Stored items

• • • •

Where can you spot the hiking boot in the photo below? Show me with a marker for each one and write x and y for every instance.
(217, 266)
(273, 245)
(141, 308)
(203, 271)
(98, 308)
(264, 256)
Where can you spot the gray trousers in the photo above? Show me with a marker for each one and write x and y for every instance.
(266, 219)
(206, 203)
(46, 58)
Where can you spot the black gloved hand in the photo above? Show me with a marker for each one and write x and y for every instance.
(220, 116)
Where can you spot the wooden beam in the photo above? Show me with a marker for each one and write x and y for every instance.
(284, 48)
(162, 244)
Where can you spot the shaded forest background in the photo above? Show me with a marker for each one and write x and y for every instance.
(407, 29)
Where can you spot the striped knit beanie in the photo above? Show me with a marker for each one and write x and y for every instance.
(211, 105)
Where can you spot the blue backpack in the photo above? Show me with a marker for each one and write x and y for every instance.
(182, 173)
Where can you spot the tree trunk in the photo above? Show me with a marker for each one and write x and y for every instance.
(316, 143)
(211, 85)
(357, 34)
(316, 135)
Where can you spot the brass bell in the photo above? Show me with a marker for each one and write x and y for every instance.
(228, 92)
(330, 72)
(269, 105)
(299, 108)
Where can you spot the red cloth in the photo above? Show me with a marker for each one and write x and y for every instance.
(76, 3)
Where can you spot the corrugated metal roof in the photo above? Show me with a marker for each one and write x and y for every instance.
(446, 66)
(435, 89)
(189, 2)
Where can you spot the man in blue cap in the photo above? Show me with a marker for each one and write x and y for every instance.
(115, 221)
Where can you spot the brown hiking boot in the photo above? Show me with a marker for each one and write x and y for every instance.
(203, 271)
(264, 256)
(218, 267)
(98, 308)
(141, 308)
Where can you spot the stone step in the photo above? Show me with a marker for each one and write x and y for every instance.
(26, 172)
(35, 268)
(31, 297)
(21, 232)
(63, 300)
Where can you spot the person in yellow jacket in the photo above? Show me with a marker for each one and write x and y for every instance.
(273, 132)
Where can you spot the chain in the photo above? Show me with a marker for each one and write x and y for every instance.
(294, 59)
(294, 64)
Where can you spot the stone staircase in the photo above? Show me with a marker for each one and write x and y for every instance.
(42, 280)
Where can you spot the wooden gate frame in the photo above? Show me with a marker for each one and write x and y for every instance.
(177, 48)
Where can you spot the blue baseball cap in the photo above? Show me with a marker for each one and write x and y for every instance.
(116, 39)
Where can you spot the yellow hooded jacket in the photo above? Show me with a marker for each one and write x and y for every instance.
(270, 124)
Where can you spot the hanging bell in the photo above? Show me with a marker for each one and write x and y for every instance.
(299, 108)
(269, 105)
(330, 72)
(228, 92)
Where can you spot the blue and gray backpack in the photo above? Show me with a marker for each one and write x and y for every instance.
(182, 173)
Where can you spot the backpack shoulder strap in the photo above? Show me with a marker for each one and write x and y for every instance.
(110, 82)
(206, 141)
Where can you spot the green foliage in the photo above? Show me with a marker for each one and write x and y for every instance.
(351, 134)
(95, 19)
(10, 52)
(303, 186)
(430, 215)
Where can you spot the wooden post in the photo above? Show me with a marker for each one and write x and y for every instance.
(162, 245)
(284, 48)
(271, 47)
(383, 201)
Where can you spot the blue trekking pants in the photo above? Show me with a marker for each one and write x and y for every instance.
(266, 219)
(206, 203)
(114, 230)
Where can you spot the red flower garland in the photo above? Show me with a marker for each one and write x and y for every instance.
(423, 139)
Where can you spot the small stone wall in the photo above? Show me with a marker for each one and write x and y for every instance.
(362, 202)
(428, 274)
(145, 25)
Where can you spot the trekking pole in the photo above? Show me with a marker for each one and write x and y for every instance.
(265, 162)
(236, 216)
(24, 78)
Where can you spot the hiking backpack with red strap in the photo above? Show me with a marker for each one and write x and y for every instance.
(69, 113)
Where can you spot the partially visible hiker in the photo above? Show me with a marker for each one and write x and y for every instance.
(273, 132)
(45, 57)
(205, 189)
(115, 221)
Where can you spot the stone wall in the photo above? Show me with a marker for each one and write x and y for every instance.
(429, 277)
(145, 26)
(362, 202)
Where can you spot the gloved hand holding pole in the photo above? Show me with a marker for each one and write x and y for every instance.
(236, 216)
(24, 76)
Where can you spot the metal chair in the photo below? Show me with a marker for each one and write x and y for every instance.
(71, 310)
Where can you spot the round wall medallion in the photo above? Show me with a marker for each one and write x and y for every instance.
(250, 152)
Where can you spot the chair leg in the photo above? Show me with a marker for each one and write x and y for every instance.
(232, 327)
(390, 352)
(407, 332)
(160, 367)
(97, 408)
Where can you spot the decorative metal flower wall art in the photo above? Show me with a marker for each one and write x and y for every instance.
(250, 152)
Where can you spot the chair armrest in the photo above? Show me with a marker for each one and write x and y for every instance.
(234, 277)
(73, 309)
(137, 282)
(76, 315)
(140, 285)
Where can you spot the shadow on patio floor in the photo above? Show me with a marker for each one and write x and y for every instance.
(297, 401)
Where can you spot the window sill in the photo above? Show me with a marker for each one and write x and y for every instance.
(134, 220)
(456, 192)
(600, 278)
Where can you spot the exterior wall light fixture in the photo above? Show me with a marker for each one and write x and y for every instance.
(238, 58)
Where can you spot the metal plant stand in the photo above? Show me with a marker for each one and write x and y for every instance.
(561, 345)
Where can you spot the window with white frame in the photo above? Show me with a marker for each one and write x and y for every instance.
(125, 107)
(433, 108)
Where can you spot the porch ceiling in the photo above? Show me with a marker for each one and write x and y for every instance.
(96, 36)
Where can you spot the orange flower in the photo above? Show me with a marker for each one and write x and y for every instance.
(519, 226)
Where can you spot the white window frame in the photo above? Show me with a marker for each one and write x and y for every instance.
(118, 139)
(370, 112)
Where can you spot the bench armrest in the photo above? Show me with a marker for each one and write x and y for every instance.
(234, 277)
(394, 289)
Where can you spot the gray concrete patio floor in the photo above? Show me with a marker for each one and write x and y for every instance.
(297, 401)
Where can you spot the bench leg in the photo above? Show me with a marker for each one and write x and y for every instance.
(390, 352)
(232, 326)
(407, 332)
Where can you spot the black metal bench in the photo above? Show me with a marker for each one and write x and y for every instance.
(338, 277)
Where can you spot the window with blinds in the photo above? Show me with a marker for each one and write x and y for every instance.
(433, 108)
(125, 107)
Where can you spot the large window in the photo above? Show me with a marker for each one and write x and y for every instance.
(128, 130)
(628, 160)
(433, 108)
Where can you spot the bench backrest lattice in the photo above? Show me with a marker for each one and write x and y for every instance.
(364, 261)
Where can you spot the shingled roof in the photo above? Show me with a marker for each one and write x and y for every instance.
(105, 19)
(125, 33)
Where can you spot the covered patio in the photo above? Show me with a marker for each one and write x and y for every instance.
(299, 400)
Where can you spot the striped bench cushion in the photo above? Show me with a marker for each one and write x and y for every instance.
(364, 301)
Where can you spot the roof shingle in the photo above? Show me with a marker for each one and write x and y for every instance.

• • • •

**What the exercise asks:**
Make an exact copy of the records.

**Response box:**
Where can you spot the hiking boot in the photo below? Show me with a marker for each one and write x and y for every instance.
(217, 266)
(273, 245)
(141, 308)
(203, 271)
(98, 308)
(264, 256)
Where can you spot the gray trousers in the photo above? Show me with a marker for each one and write x and y for every instance.
(266, 219)
(206, 203)
(46, 58)
Where can you spot the black gloved hand in the photo above? Show me with a marker for each one and write x and y for every instance.
(220, 116)
Where can you spot the wooden beam in the photo above? Show me with a marker for each one and write x and y for every instance.
(284, 48)
(162, 244)
Where can you spot the shaded forest background in the photo above? Show me with a marker for each one and write x and y for every instance.
(407, 29)
Where can you spot the striped knit beanie in the photo above? Show me with a marker for each one and write x and y for every instance.
(211, 105)
Where can you spot the blue backpack in the photo above? Show me with a marker for each one and write x and y for every instance.
(182, 173)
Where can you spot the tree trunk in the photo above? Show me with a marker for each one and write x and y for every instance.
(316, 143)
(211, 85)
(357, 34)
(316, 135)
Where can you spot the brass bell in the photo above? Show me with a marker for each one and write x and y for every instance.
(228, 92)
(330, 72)
(269, 105)
(299, 108)
Where can you spot the red cloth in the photo above? Show me with a marker for each one and write x and y for every instance.
(76, 3)
Where can you spot the corrugated metal roof in the photo above? Show me with a marker for each one and write x and y for every instance.
(446, 66)
(435, 89)
(189, 2)
Where can you spot the man in blue cap in the photo above? Show me with a marker for each one and write x and y for every instance.
(115, 221)
Where can you spot the brown hiking boot in the photo above? Show me with a marker for each one and write x and y for every instance.
(203, 271)
(264, 256)
(218, 267)
(98, 308)
(141, 308)
Where can you spot the stone step in the photo above? Show me with a marker for each one and write x and y for every instance.
(26, 172)
(35, 268)
(31, 297)
(21, 232)
(63, 300)
Where can you spot the person in yellow jacket in the photo above? Show me with a marker for each one and write x and y for every instance.
(273, 132)
Where can you spot the chain in the photo above? Show me with a marker for each one and write x and y for every instance.
(294, 59)
(294, 64)
Where can you spot the stone staircase in the photo above? Show me with a marker for each one and write x and y for every instance.
(42, 280)
Where can you spot the wooden gate frame in the photo above? Show me with a marker for each one and write x and y for every instance.
(177, 48)
Where can you spot the blue baseball cap in the photo above? Show me with a marker for each one and write x and y for every instance.
(116, 39)
Where can you spot the yellow hooded jacket in the photo above? Show me with a marker for each one and write x and y for every instance.
(270, 124)
Where can you spot the hanging bell in the photo above? Show me with a marker for each one and write x and y for every instance.
(299, 108)
(269, 105)
(330, 72)
(228, 92)
Where can you spot the blue and gray backpack in the photo above? Show me with a marker for each one and write x and y for every instance.
(182, 173)
Where can you spot the backpack shoulder strap in the photo above? Show me with a marker for each one and write x and y for every instance.
(110, 82)
(206, 141)
Where can you spot the green foliage in the photo above? Show me with a marker for each one and write x and y for every instance.
(351, 134)
(95, 19)
(10, 52)
(303, 186)
(430, 215)
Where can you spot the wooden post in the photo above? Show me with a marker for each one and write x and y for every instance.
(162, 245)
(284, 48)
(271, 47)
(383, 201)
Where can you spot the blue trekking pants in the photo above? Show me with a marker for each one and write x and y for every instance.
(266, 219)
(206, 203)
(114, 230)
Where can you spot the red flower garland in the photo above? Show me with a marker for each one and write x and y for every instance.
(423, 139)
Where can you spot the small stone wall in the photo above? Show me with a marker for each one and write x and y for every instance.
(362, 202)
(428, 274)
(145, 25)
Where can you spot the trekking pole in the photo above? Show me with a marker for each one and write x and y for every instance.
(265, 162)
(236, 216)
(24, 78)
Where can you spot the hiking backpack with red strap in the photo above? Show me with a marker for each one and write x and y for every instance.
(69, 113)
Where can you spot the partially visible hiker in the photo above? Show me with a marker for each one and write x and y for every instance.
(273, 132)
(45, 57)
(205, 189)
(115, 221)
Where can you spot the stone wall in the photo above? Show me with a marker for each one and write x and y for every instance.
(429, 277)
(145, 26)
(362, 202)
Where can you spot the gloved hand holding pole in the photo above? Show me with a marker for each one and write x and y for every instance.
(236, 216)
(24, 76)
Where can you spot the metal chair in the photo below? Show me with a marker for each one and write x and y for every instance.
(71, 310)
Where can you spot the round wall medallion in the photo above? Show me with a marker for each one and write x and y for every instance.
(250, 152)
Where can you spot the chair leg in the photo above? Show me with a marker for each one and write x and y for every instance.
(232, 327)
(390, 352)
(407, 332)
(160, 367)
(97, 408)
Where can you spot the decorative metal flower wall art in the photo above? Show me with a marker for each one and write x and y for every instance.
(250, 152)
Where can you spot the chair armrest in the photo above? Show me with a marker for each one and write x and y for every instance.
(234, 277)
(73, 309)
(137, 282)
(76, 315)
(140, 285)
Where can you spot the shadow on patio floor in the photo above? Show me with a marker for each one and write x and y for every instance.
(297, 401)
Where can you spot the window sill in the photo above? Show me with a marker for each one and write x and y for every instance.
(134, 220)
(456, 192)
(600, 278)
Where can you spot the exterior wall light fixture in the photo above? Show me with a marker for each one and write x and y for every instance.
(238, 58)
Where can you spot the metal plant stand in the photo above? Show me with a marker for each one and write x and y for every instance.
(561, 345)
Where can you spot the window with white frame in the photo above? Show me with a marker for each one and write x and y for every instance.
(125, 107)
(433, 108)
Where can you spot the porch ceiling in the photo above? Show me with a marker for each one and write x and y for every instance.
(96, 36)
Where can you spot the orange flower in the photo above? Show me with a marker for each one and write x and y for every instance.
(519, 226)
Where can you spot the white window frame in the photo above? Show me with a marker for each one and write x and y for every instance.
(118, 139)
(370, 112)
Where can you spot the bench armrest in the photo above? Show me with a marker for each one and write x and y for every instance.
(234, 277)
(394, 289)
Where can you spot the gray concrete patio floor in the photo above? Show me with a marker for each one and write x and y for every instance.
(297, 401)
Where can you spot the bench leg in the photo above? Show me with a marker for each one and write x and y for every instance.
(390, 352)
(232, 326)
(407, 332)
Where can you spot the black metal bench in the photo above? Show me with a marker for each one and write x and y for every instance.
(338, 277)
Where can you spot the window with blinds in the photo above? Show me with a marker for each one and write x and y for every instance.
(433, 108)
(125, 107)
Where can you spot the large window in the photo above? Show me with a marker for each one and write x and y for every instance.
(128, 130)
(628, 160)
(433, 108)
Where can you spot the bench backrest lattice in the photo above? Show me with a marker for each one and write x and y for every instance.
(364, 261)
Where can you spot the shingled roof in the photo above? Show me with a marker for each one and write x and y for every instance.
(105, 19)
(125, 33)
Where can you spot the covered patio in the photo above? Show me with a marker for each one and write x and y for every instance.
(299, 400)
Where can you spot the striped bench cushion in the photo above? Show me with a marker for each one and write x and y for every instance.
(364, 301)
Where can you spot the roof shingle in the photo above? Show me with a marker for each one and write x and y for every instance.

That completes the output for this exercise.